Segment Open
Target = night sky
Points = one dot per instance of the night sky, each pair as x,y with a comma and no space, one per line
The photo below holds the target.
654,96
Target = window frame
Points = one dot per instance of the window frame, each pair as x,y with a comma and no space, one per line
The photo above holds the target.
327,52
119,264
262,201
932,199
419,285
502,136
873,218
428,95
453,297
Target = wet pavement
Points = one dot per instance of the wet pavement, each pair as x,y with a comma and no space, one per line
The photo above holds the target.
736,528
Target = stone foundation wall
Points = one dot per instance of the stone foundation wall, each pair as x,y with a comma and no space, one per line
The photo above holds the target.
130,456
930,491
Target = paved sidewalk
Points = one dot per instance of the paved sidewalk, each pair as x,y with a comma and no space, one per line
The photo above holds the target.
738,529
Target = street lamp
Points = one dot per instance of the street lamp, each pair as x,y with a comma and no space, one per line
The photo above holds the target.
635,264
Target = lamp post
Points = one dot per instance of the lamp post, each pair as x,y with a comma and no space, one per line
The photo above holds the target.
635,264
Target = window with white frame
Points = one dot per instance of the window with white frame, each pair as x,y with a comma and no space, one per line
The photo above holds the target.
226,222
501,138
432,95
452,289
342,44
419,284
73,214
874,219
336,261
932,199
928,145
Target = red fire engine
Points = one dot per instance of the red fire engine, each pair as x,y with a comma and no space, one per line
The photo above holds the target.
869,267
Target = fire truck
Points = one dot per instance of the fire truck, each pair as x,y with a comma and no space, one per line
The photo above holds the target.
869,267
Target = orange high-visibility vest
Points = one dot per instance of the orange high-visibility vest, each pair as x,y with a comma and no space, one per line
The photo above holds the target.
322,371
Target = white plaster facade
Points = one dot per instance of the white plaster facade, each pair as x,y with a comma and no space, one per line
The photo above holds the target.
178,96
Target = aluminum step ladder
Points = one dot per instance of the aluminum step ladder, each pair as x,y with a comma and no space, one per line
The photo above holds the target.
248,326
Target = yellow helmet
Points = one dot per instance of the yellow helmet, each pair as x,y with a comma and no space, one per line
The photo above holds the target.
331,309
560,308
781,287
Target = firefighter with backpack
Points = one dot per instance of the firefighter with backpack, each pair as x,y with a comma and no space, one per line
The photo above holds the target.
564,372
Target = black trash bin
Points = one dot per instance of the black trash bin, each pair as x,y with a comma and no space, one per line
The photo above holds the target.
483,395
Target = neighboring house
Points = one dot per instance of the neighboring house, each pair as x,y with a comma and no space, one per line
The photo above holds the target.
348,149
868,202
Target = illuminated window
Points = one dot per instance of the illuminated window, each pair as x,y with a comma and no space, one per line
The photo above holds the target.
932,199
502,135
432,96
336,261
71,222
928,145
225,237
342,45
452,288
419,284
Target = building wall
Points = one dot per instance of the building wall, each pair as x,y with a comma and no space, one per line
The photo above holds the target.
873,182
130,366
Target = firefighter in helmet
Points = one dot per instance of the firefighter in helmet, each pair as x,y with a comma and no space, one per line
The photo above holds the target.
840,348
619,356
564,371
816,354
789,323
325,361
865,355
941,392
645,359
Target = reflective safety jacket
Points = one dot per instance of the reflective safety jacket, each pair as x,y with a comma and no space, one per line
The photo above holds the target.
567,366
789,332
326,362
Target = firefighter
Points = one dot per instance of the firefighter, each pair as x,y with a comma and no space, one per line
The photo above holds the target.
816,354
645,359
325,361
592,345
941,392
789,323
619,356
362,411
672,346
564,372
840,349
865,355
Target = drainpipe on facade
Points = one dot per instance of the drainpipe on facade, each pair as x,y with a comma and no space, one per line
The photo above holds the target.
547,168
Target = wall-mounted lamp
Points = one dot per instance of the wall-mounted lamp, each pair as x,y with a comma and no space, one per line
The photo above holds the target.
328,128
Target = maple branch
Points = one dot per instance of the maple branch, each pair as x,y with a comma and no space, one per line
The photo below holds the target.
Segment Closed
[INSTRUCTIONS FOR THE TASK] Using the data above, print exactly the lines from the line that contains "Points = one dot per instance of the yellow" through the line that contains "Target = black trash bin", with both included.

[ANSWER TO THIS PROBLEM]
Points = one dot per instance of the yellow helmet, each pair as x,y with a comma and no space, one per line
The photo above holds the target.
331,309
560,308
781,287
Target = firefighter with backpack
Points = one dot per instance of the firefighter with backpack, each pair as x,y with a comma and no space, one per line
The photo above holds the target.
564,372
Target = black trash bin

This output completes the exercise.